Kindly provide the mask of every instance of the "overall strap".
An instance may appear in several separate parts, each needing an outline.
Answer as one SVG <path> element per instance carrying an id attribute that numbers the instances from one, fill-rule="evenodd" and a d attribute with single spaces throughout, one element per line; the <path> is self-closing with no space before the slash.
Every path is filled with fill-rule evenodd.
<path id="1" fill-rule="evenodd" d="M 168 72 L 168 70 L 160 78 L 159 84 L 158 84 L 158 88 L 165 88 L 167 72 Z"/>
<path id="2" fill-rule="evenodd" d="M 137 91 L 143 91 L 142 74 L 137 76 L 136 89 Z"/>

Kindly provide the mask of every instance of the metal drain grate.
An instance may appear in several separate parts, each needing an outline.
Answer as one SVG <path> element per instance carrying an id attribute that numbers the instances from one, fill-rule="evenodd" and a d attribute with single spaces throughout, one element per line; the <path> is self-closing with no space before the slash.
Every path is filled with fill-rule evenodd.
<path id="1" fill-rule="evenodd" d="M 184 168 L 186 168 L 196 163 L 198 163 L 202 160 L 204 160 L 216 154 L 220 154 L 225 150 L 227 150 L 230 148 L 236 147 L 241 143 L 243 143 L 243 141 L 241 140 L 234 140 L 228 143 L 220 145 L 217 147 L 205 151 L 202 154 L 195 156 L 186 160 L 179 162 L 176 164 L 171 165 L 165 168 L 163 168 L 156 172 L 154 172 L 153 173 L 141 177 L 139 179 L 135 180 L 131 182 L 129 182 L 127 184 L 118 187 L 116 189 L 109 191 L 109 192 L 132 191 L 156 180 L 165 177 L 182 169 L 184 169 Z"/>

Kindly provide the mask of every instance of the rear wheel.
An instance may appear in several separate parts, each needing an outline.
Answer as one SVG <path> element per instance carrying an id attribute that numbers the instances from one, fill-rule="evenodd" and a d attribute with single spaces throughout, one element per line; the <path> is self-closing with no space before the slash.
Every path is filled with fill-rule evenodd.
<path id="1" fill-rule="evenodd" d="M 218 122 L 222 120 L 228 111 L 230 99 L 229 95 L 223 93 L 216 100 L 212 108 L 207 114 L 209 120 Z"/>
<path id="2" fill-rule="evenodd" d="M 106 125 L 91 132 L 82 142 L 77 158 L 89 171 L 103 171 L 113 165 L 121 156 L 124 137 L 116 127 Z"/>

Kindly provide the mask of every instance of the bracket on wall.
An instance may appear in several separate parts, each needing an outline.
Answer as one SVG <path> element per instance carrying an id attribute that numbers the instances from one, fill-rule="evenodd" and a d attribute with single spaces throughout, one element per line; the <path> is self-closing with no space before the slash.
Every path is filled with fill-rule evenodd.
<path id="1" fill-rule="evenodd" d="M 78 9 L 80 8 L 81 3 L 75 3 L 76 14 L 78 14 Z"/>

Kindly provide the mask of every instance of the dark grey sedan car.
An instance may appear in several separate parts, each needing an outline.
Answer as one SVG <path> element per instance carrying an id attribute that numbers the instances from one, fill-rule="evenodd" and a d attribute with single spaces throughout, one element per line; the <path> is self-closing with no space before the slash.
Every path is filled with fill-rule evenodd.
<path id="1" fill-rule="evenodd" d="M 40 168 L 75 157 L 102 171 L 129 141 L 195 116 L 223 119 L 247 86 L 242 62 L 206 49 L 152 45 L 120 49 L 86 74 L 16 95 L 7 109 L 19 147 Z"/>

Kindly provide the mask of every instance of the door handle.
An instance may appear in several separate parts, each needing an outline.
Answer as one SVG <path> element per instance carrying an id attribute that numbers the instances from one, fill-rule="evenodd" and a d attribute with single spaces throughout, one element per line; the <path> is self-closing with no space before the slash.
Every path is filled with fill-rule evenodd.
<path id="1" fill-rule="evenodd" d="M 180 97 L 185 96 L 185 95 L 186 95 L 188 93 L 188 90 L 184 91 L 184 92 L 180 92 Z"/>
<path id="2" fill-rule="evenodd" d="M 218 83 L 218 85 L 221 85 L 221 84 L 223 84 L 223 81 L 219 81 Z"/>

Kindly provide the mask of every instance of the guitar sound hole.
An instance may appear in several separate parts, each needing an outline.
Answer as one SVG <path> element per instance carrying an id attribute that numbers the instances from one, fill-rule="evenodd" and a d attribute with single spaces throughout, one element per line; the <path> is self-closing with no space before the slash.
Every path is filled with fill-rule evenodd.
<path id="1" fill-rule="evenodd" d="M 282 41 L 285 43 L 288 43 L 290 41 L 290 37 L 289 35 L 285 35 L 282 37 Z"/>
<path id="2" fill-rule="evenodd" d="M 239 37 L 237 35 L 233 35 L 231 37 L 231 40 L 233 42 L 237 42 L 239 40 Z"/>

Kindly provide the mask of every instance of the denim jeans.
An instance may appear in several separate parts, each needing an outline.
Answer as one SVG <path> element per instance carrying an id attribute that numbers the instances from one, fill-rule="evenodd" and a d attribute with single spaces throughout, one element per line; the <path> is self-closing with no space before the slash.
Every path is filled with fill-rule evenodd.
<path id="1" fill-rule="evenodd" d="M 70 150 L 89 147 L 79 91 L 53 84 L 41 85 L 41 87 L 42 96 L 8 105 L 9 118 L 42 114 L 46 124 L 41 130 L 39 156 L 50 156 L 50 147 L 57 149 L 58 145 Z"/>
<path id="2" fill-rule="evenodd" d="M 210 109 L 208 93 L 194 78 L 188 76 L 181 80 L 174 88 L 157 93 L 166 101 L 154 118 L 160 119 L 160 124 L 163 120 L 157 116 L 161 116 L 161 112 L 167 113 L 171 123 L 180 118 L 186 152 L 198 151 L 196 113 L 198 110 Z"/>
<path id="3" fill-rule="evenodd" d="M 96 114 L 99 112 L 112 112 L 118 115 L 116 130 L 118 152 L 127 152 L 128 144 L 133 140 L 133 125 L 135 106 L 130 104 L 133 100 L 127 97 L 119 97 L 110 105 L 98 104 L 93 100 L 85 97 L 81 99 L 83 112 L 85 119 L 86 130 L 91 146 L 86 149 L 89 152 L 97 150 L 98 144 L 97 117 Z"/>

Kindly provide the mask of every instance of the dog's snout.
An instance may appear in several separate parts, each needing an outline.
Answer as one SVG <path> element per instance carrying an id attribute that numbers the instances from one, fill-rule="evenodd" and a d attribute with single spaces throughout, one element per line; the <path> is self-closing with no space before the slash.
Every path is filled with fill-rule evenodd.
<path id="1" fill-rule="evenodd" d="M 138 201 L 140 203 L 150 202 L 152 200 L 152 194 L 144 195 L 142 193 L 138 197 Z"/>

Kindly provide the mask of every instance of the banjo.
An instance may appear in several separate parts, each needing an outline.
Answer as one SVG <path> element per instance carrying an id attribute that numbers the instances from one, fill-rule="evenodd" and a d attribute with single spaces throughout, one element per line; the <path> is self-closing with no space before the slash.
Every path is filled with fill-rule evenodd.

:::::

Task directions
Rewrite the whole listing above, changing every "Kindly provide" to "Please give" and leaving everything else as it is.

Written answer
Please give the mask of every instance of the "overall strap".
An instance may appear in several separate parts, each needing an outline.
Answer as one SVG <path> element per instance carrying an id attribute that numbers the instances from one, fill-rule="evenodd" and a d attribute with single spaces throughout, one element per line; the <path> is self-closing with no space before the slash.
Every path is filled with fill-rule evenodd.
<path id="1" fill-rule="evenodd" d="M 168 72 L 168 70 L 160 78 L 159 84 L 158 84 L 158 88 L 165 88 L 167 72 Z"/>
<path id="2" fill-rule="evenodd" d="M 137 91 L 143 91 L 142 74 L 137 76 L 136 89 Z"/>

Please give the mask of every instance of the metal drain grate.
An instance may appear in several separate parts, each needing an outline.
Answer as one SVG <path> element per instance carrying an id attribute that numbers the instances from one, fill-rule="evenodd" and a d attribute with single spaces throughout, one element per line; the <path> is self-closing with no space before the slash.
Every path is filled with fill-rule evenodd.
<path id="1" fill-rule="evenodd" d="M 184 168 L 186 168 L 196 163 L 198 163 L 202 160 L 204 160 L 216 154 L 220 154 L 225 150 L 227 150 L 230 148 L 236 147 L 241 143 L 243 143 L 243 141 L 241 140 L 234 140 L 228 143 L 220 145 L 217 147 L 205 151 L 202 154 L 195 156 L 186 160 L 179 162 L 176 164 L 171 165 L 165 168 L 163 168 L 156 172 L 154 172 L 153 173 L 141 177 L 139 179 L 135 180 L 131 182 L 129 182 L 127 184 L 118 187 L 116 189 L 109 191 L 109 192 L 132 191 L 156 180 L 165 177 L 182 169 L 184 169 Z"/>

Please give the mask of every instance of the rear wheel.
An instance may appear in several separate parts, each needing an outline.
Answer as one SVG <path> element per instance carrying an id attribute that numbers the instances from one, fill-rule="evenodd" and a d attribute with single spaces throughout, one element per line; the <path> is self-closing with no space before the slash.
Every path is filled with fill-rule evenodd.
<path id="1" fill-rule="evenodd" d="M 218 122 L 222 120 L 228 111 L 230 99 L 229 95 L 223 93 L 216 100 L 212 108 L 207 114 L 209 120 Z"/>
<path id="2" fill-rule="evenodd" d="M 106 125 L 91 132 L 82 142 L 77 158 L 89 171 L 103 171 L 113 165 L 121 156 L 124 137 L 116 127 Z"/>

Please give the mask of every instance of the bracket on wall.
An instance may appear in several separate parts, each needing an outline.
Answer as one SVG <path> element per instance carrying an id attribute that numbers the instances from one, fill-rule="evenodd" and a d attribute with single spaces throughout, one element per line; the <path> is self-closing with no space before the slash.
Every path is filled with fill-rule evenodd.
<path id="1" fill-rule="evenodd" d="M 78 9 L 80 8 L 81 3 L 75 3 L 76 14 L 78 14 Z"/>

Please give the mask of every instance of the dark grey sedan car.
An instance may appear in several separate parts, each needing an outline.
Answer as one SVG <path> element per instance carrying an id attribute that numbers the instances from one, fill-rule="evenodd" and a d attribute with single spaces throughout, one element per line; the <path> is self-closing with no space before the slash.
Every path is filled with fill-rule evenodd.
<path id="1" fill-rule="evenodd" d="M 40 168 L 75 157 L 102 171 L 129 141 L 195 116 L 223 119 L 247 86 L 242 62 L 206 49 L 152 45 L 120 49 L 86 74 L 16 95 L 7 109 L 19 147 Z"/>

Please give the mask of every instance of the door handle.
An instance may appear in several separate parts, each needing an outline.
Answer as one SVG <path> element per instance carrying an id attribute that numbers the instances from one, fill-rule="evenodd" and a d attribute with single spaces throughout, one element per line; the <path> is self-closing with no space before the slash.
Every path is filled with fill-rule evenodd.
<path id="1" fill-rule="evenodd" d="M 180 97 L 185 96 L 185 95 L 186 95 L 188 93 L 188 90 L 184 91 L 184 92 L 180 92 Z"/>
<path id="2" fill-rule="evenodd" d="M 218 83 L 218 85 L 221 85 L 221 84 L 223 84 L 223 81 L 219 81 Z"/>

Please give the mask of every instance of the guitar sound hole.
An instance may appear in several separate parts, each needing an outline.
Answer as one SVG <path> element per instance carrying an id attribute that numbers the instances from one, fill-rule="evenodd" and a d attribute with single spaces throughout, one element per line; the <path> is self-closing with no space before the slash.
Every path is filled with fill-rule evenodd.
<path id="1" fill-rule="evenodd" d="M 282 41 L 285 43 L 288 43 L 290 41 L 290 37 L 289 35 L 285 35 L 282 37 Z"/>
<path id="2" fill-rule="evenodd" d="M 239 37 L 237 35 L 233 35 L 231 37 L 231 40 L 233 42 L 237 42 L 239 40 Z"/>

Please give the mask of every instance of the denim jeans.
An instance may appear in several separate parts, each needing an outline.
Answer as one SVG <path> element per instance carrying an id attribute that numbers the instances from one, fill-rule="evenodd" and a d attribute with single spaces throughout, one element per line; the <path> is self-closing with no space before the slash.
Every path is filled with fill-rule evenodd.
<path id="1" fill-rule="evenodd" d="M 70 150 L 89 147 L 79 91 L 53 84 L 41 85 L 41 87 L 42 96 L 8 105 L 9 118 L 42 114 L 46 124 L 41 130 L 39 156 L 50 156 L 50 147 L 57 149 L 58 145 Z"/>
<path id="2" fill-rule="evenodd" d="M 210 109 L 208 93 L 194 78 L 188 76 L 181 80 L 174 88 L 157 93 L 166 101 L 154 118 L 160 119 L 160 124 L 163 120 L 157 116 L 161 116 L 161 112 L 167 113 L 171 123 L 180 118 L 186 152 L 198 151 L 196 113 L 198 110 Z"/>
<path id="3" fill-rule="evenodd" d="M 96 114 L 99 112 L 112 112 L 118 115 L 116 130 L 118 152 L 127 152 L 128 144 L 133 140 L 133 125 L 135 106 L 130 104 L 133 100 L 127 97 L 119 97 L 110 105 L 98 104 L 93 100 L 85 97 L 81 99 L 83 112 L 85 119 L 86 130 L 91 146 L 86 149 L 89 152 L 97 150 L 98 144 L 97 117 Z"/>

Please give the mask of every instance of the dog's snout.
An instance may appear in several separate parts, each needing an outline.
Answer as one SVG <path> element per instance carrying an id attribute that numbers the instances from one, fill-rule="evenodd" and a d attribute with single spaces throughout, one element per line; the <path> is self-closing with no space before the slash.
Every path is filled with fill-rule evenodd.
<path id="1" fill-rule="evenodd" d="M 138 201 L 140 203 L 150 202 L 152 200 L 152 194 L 144 195 L 142 193 L 138 197 Z"/>

Please give the mask of every instance of the banjo.
An instance may appear in several separate parts, each needing an outline.
Answer as one SVG <path> element per instance carrying an id attribute that numbers the instances from one, fill-rule="evenodd" and a d attribute with single spaces throughout, one element per line; the <path> is self-closing with no space before the slash.
Every path is filled with fill-rule evenodd.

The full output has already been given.